==== Given data

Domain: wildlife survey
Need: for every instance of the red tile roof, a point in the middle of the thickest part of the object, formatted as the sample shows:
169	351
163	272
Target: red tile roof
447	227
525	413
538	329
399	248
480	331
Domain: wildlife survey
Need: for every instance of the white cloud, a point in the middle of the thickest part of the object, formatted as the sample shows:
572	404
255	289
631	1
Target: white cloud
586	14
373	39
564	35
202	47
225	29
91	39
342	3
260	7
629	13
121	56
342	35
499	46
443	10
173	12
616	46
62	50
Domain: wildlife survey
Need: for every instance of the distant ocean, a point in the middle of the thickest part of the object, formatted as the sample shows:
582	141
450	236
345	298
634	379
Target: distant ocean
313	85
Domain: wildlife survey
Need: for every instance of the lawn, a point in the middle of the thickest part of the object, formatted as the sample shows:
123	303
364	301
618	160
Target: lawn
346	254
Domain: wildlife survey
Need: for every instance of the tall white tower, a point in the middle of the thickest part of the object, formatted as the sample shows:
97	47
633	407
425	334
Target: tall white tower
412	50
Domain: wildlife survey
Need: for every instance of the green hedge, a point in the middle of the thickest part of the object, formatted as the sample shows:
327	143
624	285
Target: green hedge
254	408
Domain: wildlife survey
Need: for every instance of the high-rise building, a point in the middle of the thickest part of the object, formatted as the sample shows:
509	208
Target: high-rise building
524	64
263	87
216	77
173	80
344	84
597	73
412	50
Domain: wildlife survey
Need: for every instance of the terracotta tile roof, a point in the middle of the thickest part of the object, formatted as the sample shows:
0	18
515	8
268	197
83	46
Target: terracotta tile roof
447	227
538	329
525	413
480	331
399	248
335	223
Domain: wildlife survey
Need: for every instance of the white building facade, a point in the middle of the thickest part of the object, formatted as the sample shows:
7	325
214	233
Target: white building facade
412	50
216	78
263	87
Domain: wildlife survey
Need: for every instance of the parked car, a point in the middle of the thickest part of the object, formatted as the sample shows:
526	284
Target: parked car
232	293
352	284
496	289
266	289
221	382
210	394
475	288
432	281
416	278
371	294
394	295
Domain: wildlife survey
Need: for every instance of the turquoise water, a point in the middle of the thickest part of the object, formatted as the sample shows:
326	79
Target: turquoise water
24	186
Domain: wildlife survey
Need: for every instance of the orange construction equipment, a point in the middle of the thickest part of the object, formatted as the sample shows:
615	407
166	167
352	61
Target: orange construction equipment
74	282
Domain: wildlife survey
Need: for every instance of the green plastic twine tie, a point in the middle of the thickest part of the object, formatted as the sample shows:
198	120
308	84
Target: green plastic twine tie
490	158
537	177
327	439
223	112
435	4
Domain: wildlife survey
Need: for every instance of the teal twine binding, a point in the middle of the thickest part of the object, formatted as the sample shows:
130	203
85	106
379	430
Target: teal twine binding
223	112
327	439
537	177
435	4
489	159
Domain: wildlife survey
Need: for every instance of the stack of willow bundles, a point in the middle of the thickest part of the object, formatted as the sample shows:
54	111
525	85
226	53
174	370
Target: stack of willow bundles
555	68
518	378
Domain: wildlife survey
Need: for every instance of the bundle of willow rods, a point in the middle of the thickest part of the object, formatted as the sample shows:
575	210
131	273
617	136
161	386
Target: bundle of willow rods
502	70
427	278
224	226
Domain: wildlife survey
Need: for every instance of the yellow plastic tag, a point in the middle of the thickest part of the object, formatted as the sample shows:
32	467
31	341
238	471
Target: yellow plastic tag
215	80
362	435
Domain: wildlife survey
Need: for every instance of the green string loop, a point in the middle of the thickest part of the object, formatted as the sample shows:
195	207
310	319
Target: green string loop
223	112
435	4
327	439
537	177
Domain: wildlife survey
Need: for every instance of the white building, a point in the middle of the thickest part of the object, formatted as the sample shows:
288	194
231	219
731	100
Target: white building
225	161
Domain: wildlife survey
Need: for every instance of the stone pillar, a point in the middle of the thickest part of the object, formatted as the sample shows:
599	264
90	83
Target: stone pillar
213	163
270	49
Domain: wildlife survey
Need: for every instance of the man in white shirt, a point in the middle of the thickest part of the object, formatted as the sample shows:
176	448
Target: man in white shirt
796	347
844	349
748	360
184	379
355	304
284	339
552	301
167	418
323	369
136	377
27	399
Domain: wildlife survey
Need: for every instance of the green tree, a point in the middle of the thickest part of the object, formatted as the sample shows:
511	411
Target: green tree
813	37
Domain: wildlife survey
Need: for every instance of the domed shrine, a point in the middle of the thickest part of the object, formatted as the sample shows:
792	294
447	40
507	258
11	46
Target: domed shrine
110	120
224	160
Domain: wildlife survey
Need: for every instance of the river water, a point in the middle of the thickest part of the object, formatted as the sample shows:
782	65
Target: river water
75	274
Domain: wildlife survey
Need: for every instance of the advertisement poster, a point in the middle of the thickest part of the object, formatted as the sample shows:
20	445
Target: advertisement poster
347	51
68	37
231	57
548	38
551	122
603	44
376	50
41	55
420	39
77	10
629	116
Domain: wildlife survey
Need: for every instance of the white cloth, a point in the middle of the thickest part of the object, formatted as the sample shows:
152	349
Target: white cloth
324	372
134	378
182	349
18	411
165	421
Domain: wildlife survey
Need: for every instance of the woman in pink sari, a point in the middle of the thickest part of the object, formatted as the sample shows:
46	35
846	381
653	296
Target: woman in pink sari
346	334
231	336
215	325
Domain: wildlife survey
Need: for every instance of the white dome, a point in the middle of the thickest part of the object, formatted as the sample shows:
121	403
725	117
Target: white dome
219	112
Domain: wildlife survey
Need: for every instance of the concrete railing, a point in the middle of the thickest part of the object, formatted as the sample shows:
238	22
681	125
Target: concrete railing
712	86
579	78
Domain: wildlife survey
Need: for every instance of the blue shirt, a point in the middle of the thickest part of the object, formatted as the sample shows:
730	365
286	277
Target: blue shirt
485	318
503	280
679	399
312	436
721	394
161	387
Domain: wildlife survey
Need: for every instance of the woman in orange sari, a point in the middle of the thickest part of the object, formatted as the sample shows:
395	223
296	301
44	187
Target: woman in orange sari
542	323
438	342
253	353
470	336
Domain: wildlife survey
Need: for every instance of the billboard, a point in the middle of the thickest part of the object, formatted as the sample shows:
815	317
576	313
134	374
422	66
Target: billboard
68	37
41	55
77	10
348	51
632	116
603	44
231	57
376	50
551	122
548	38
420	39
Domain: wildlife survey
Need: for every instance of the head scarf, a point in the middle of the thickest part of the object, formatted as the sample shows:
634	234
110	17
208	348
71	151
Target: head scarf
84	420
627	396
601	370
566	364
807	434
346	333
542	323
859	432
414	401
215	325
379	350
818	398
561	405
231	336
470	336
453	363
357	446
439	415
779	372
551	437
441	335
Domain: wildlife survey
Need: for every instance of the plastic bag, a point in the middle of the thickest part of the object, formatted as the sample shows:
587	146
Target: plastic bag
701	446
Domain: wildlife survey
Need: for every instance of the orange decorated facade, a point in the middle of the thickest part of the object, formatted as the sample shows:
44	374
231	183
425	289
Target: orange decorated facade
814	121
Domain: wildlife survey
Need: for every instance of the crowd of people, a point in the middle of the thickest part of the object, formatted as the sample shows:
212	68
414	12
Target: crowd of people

========

Reproduce all the data word for word.

Domain: wildlife survey
Need: for every instance of the red tile roof, a point in the middle of the thickest part of the object, formatted as the sample shows:
169	351
163	272
Target: red tile roof
447	227
525	413
538	329
399	248
480	331
Domain: wildlife survey
Need: for every instance of the white cloud, a point in the middle of the thickest part of the object, formatted as the sample shows:
572	404
255	289
631	1
Target: white cloud
586	14
373	39
564	35
202	47
225	29
91	39
342	3
260	7
629	13
121	56
342	35
499	46
443	10
173	12
616	46
62	50
Domain: wildlife survey
Need: for every instance of the distant ocean, a point in the middle of the thickest part of the object, formatted as the sample shows:
582	141
450	236
345	298
634	379
Target: distant ocean
313	85
Domain: wildlife survey
Need: for every instance of the lawn, a point in the middle of the thickest part of the object, formatted as the sample shows:
123	303
364	301
618	160
Target: lawn
346	254
Domain: wildlife survey
Need: for every instance of the tall white tower, a point in the middle of the thickest part of the object, formatted as the sample shows:
97	47
633	407
425	334
Target: tall white tower
412	50
Domain: wildlife survey
Need: for every instance of the green hedge, a point in the middle of the thickest part of the object, formatted as the sample shows:
327	143
624	285
Target: green hedge
254	408
Domain: wildlife survey
Need: for every instance of the high-rise building, a point in the middle of the thickest part of the object, formatted as the sample shows:
509	208
Target: high-rise building
524	64
263	87
216	77
173	80
344	84
597	73
412	50
Domain: wildlife survey
Need: for every instance of the terracotta tile roof, a point in the middle of the thickest part of the object, formatted as the sample shows:
0	18
515	8
268	197
83	46
Target: terracotta tile roof
447	227
538	329
525	413
480	331
399	248
335	223
Domain: wildlife survey
Need: for every instance of the white building facade, a point in the middle of the thickest part of the object, formatted as the sample shows:
7	325
214	233
Target: white building facade
412	50
216	78
263	87
Domain: wildlife survey
Need: for every instance of the parked car, a point in the middle of the thickest part of the object, formatted as the sample shows:
526	284
Target: parked car
232	293
352	284
496	289
266	289
221	382
210	394
475	288
432	281
416	278
371	294
394	295
Domain: wildlife survey
Need: for every instance of the turquoise water, a point in the middle of the thickest part of the object, formatted as the sample shows:
326	79
Target: turquoise water
24	186
Domain: wildlife survey
Need: for every instance of the orange construction equipment, a point in the middle of the thickest part of the object, formatted as the sample shows:
615	407
166	167
352	61
Target: orange construction equipment
74	282
Domain: wildlife survey
Need: for every instance of the green plastic twine tie, a point in the middle of the thickest part of the object, formatted as the sample shows:
198	120
308	84
Target: green plastic twine tie
490	158
537	177
327	439
223	112
435	4
Domain: wildlife survey
Need: for every instance of the teal twine binding, a point in the middle of the thickest part of the object, formatted as the sample shows:
130	203
85	106
379	430
Target: teal twine binding
223	112
327	439
537	177
435	4
489	159
Domain: wildlife survey
Need: for every instance of the stack of willow bundles, a point in the middle of the thickest part of the object, formatted as the sample shows:
54	111
525	85
226	53
174	370
Target: stack of willow bundles
555	68
518	378
Domain: wildlife survey
Need: for every instance of the bundle of willow rods, a point in the middle of the thickest part of the object, formatted as the sample shows:
575	210
131	273
617	136
161	386
Target: bundle of willow rods
502	70
427	278
224	226
Domain: wildlife survey
Need: for every instance of the yellow plastic tag, a point in the middle of the thickest part of the object, formatted as the sample shows:
32	467
31	341
238	471
Target: yellow plastic tag
215	80
362	435
Domain: wildlife survey
Need: for every instance of the green string loop, a point in the middle of the thickest part of the object, formatted as the sample shows:
195	207
310	319
Target: green string loop
223	112
435	4
327	439
537	177
Domain: wildlife survey
Need: for every instance of the white building, a point in the middle of the thickest part of the object, formatted as the sample shows:
288	194
231	219
731	100
Target: white building
225	161
Domain: wildlife survey
Need: for every instance of the stone pillar, a point in the middle of the thickest part of the object, formatted as the sample shows:
599	264
90	83
Target: stone pillar
213	163
270	49
Domain: wildlife survey
Need: for every instance of the man in white shirt, a point in the middle of the thickest part of the object, formatted as the sample shows:
176	448
Target: man in white shirt
796	347
844	349
748	360
184	379
355	304
284	339
552	301
167	418
323	369
136	377
27	399
Domain: wildlife survey
Need: for every instance of the green tree, a point in the middle of the thickest part of the object, formatted as the sample shows:
511	411
Target: green tree
813	37
Domain: wildlife survey
Need: for every instance of the domed shrine, a point in the middle of the thickest part of the object, formatted as the sample shows:
792	294
447	40
507	258
11	46
Target: domed shrine
110	120
224	160
Domain: wildlife survey
Need: for every instance of the river water, a point in the middle of the thickest part of the object, formatted as the sample shows:
782	65
Target: river water
75	274
Domain: wildlife survey
Need: for every instance of the advertisement poster, a point in the middle of the thickest part of the object, formatted as the sample shows:
20	445
Target: advertisement poster
347	51
68	37
231	57
548	38
551	122
603	44
376	50
41	55
420	39
77	10
629	116
Domain: wildlife survey
Need: for every instance of the white cloth, a point in the middle of the thickest part of the object, formatted as the sample shows:
152	349
Target: white cloth
324	372
134	378
182	349
18	411
165	421
Domain: wildlife survey
Need: for every instance of the woman in pink sari, a point in the middle of the thickest part of the object, formatted as the sample shows:
46	35
846	381
653	296
Target: woman in pink sari
346	334
231	336
215	325
Domain: wildlife survey
Need: for every instance of the white dome, a point in the middle of the thickest part of the object, formatted as the sample shows:
121	403
725	117
Target: white dome
219	112
Domain: wildlife survey
Need: for every instance of the concrete railing, a point in the middle of the thickest part of the object, formatted as the sample shows:
238	22
681	125
Target: concrete railing
712	86
579	78
Domain: wildlife survey
Need: for every instance of the blue shirt, a point in the middle of the thickest part of the object, formatted as the sample shows:
730	365
286	277
Target: blue shirt
485	318
503	280
679	399
312	436
721	394
161	387
Domain: wildlife survey
Need: for every instance of the woman in orange sari, a point in the middle of the thickest part of the object, formatted as the sample shows:
395	223
296	301
44	187
Target: woman in orange sari
542	323
438	342
253	353
470	336
Domain: wildlife survey
Need: for every instance of the billboard, a point in the middle of the thickest part of the object, formatted as the sample shows:
815	317
576	313
134	374
422	66
Target: billboard
68	37
41	55
77	10
348	51
632	116
603	44
231	57
376	50
551	122
548	38
420	39
Domain: wildlife survey
Need: for every instance of the head scarf, a point in the middle of the thickest part of the object, formatted as the sample shows:
634	234
110	17
208	348
71	151
Target: head scarf
84	420
627	396
601	370
566	364
807	434
346	333
542	323
859	432
414	401
215	325
379	350
818	398
561	405
231	336
470	336
453	363
357	446
439	415
779	372
551	437
441	335
Domain: wildlife survey
Need: for every instance of the plastic bag, a point in the middle of the thickest part of the object, formatted as the sample shows:
587	146
Target: plastic bag
701	446
Domain: wildlife survey
Need: for every instance of the orange decorated facade, a point in the middle of the thickest part of the object, formatted as the sample shows:
44	374
231	183
425	289
Target: orange decorated facade
814	121
Domain: wildlife survey
Need: for every instance of the crowd of people, a point in the middle of the thickest part of the object, formatted as the sample shows:
212	68
414	12
Target: crowd of people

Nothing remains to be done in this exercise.